_Things to do_
**a.** Reproduce the stretch of the Netflix stock prediction post from "ARIMA, or AutoRegressive" through "stock price predictions.".
**b.** Continue the Netflix stock prediction post from the point where it stops.

_Extract provided_
Netflix Stock Prediction

Probability

Prediction

Author

Sreenath Krishnan Potty

Published

November 14, 2023

This blog provides a comprehensive demonstration of loading, visualizing, and analyzing time-series data in Python. It also illustrates the implementation of ARIMA predictions for stock price prediction. The script showcases how to evaluate the model’s performance and generate plots depicting the best and worst predictions.

ARIMA, or AutoRegressive Integrated Moving Average, is a time series forecasting model that combines autoregression, differencing, and moving averages to predict future values based on historical patterns, making it widely used for stock price predictions.

Importing Libraries

The script begins by importing a variety of essential libraries, each serving a specific purpose. NumPy is utilized for numerical operations, Pandas for data manipulation and analysis, Plotly for interactive plotting, Seaborn and Matplotlib for statistical data visualization, fbprophet for time series forecasting, pandas_datareader for remote data access, SciPy for scientific computing, scikit-learn (sklearn) for machine learning, and Statsmodels for statistical models. These libraries collectively provide a comprehensive set of tools for tasks ranging from data manipulation and visualization to time series forecasting, machine learning, and statistical modeling.

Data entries
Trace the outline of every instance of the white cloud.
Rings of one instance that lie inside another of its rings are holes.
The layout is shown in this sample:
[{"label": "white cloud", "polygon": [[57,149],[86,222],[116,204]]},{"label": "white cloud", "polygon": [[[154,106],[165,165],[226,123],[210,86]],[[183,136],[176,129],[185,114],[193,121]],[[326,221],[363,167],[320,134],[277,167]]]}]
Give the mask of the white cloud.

...

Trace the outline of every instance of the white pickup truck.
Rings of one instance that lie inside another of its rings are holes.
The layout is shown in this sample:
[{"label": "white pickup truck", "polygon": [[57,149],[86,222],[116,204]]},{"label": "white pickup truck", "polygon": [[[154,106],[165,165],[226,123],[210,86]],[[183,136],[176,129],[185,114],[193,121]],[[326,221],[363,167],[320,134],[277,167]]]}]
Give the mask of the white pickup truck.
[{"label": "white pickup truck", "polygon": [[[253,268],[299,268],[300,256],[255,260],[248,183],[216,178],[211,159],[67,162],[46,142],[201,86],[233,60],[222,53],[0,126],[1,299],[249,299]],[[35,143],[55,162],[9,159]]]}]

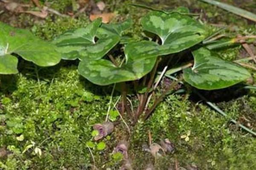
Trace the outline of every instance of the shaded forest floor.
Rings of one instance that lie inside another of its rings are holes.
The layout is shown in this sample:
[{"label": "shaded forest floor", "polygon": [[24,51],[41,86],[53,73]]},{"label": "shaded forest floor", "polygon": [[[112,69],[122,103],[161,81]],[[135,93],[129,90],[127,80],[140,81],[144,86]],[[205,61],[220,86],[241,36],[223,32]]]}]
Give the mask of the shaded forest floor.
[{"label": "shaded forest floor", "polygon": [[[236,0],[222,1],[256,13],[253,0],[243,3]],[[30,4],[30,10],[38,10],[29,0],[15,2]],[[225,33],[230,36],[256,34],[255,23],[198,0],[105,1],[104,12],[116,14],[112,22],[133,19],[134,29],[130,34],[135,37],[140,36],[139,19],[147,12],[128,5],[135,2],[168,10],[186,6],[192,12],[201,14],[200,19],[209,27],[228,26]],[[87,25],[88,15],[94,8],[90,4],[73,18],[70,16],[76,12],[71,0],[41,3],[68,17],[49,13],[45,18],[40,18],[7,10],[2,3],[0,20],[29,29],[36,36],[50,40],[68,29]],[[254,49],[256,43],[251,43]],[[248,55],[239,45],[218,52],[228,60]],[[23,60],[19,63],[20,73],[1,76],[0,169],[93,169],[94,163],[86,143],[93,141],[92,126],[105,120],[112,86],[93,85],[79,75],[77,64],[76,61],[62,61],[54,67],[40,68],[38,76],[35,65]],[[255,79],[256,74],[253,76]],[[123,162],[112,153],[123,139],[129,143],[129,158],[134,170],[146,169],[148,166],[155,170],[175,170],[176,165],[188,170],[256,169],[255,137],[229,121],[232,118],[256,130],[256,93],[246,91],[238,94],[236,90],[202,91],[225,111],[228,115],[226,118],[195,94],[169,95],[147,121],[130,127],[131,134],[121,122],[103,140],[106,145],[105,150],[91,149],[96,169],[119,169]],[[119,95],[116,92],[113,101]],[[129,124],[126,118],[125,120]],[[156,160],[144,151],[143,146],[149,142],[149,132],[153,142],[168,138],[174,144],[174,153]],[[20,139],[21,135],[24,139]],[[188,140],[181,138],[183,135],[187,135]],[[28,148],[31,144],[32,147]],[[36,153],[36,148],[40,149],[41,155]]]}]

_Answers to the exercises_
**a.**
ARIMA, or AutoRegressive Integrated Moving Average, is a time series forecasting model that combines autoregression, differencing, and moving averages to predict future values based on historical patterns, making it widely used for stock price predictions.

**b.**
import random 
import numpy as np 
import pandas as pd 
import plotly.express as px
import seaborn as sns
import matplotlib.pyplot as plt
import plotly.graph_objects as go
import matplotlib.ticker as ticker
import plotly.figure_factory as ff
from statsmodels.tsa.arima.model import ARIMA  
from pandas_datareader import data
from scipy import stats
from sklearn.metrics import mean_absolute_error
from statsmodels.tsa.seasonal import seasonal_decompose
from sklearn.preprocessing import MinMaxScaler
from matplotlib.ticker import FixedFormatter, FixedLocator

Exploring Dataset and Visualization

The script begins by reading a CSV file containing Netflix’s stock prices into a Pandas DataFrame. Following this, it displays the column names of the DataFrame. Subsequently, the script creates a plot illustrating the volume of Netflix’s stock against the date. Additionally, it generates a histogram of the closing prices of Netflix’s stock, accompanied by vertical lines indicating the mean, median, and mode of the closing prices. These visualizations provide insights into the distribution and trends within the stock data.

path = "NFLX.csv"
prices_train = pd.read_csv(path)
pd.DataFrame(prices_train.columns, columns=["name"])

	name
0	Date
1	Open
2	High
3	Low
4	Close
5	Adj Close
6	Volume

fig = px.bar(prices_train, x='Date', y='Volume')
fig.update_layout(title=f'Netflix stock price', barmode='stack', font_color="black")
fig.show()

f, (ax1) = plt.subplots(1, 1, figsize=(14, 5))
v_dist_1 = prices_train["Close"].values
sns.histplot(v_dist_1, ax=ax1, kde=True)
mean=prices_train["Close"].mean()
median=prices_train["Close"].median()
mode=prices_train["Close"].mode().values[0]
ax1.axvline(mean, color='r', linestyle='--', label="Mean")
ax1.axvline(median, color='g', linestyle='-', label="Mean")
ax1.axvline(mode, color='b', linestyle='-', label="Mode")
ax1.legend()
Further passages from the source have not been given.